→ The data:
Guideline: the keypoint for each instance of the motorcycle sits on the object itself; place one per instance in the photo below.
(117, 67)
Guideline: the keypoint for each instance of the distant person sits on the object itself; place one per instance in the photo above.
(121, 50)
---
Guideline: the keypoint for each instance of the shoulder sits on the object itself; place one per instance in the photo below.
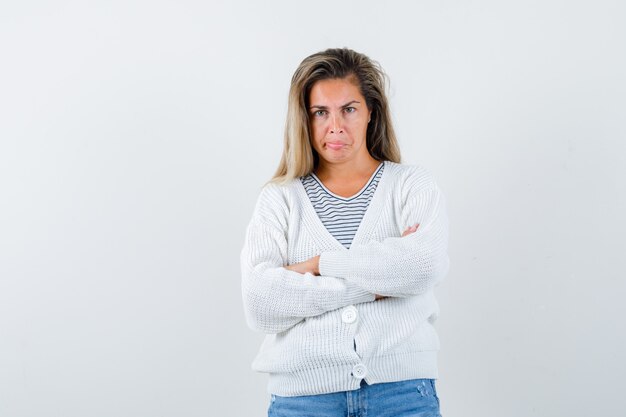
==
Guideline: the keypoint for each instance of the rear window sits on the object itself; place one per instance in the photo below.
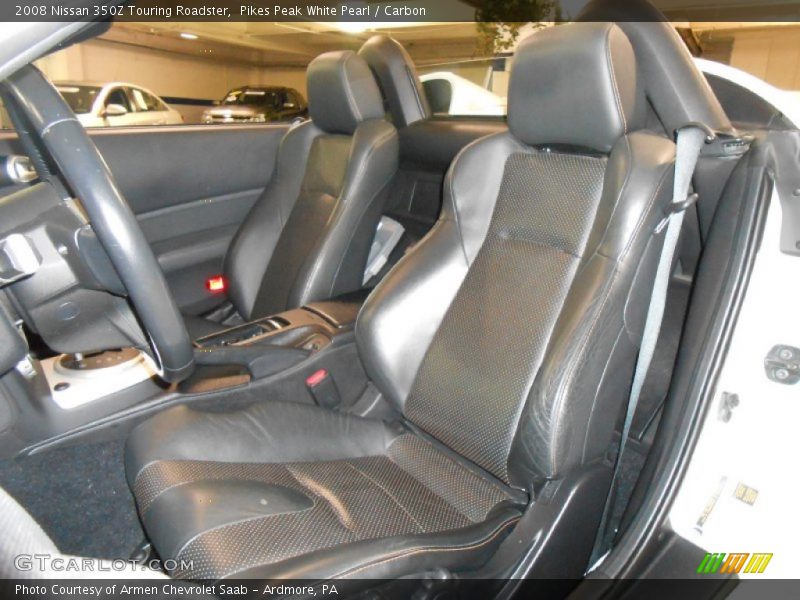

→ Stated exercise: How many rows contain the word "above"? Give only the number.

→ Task result: 1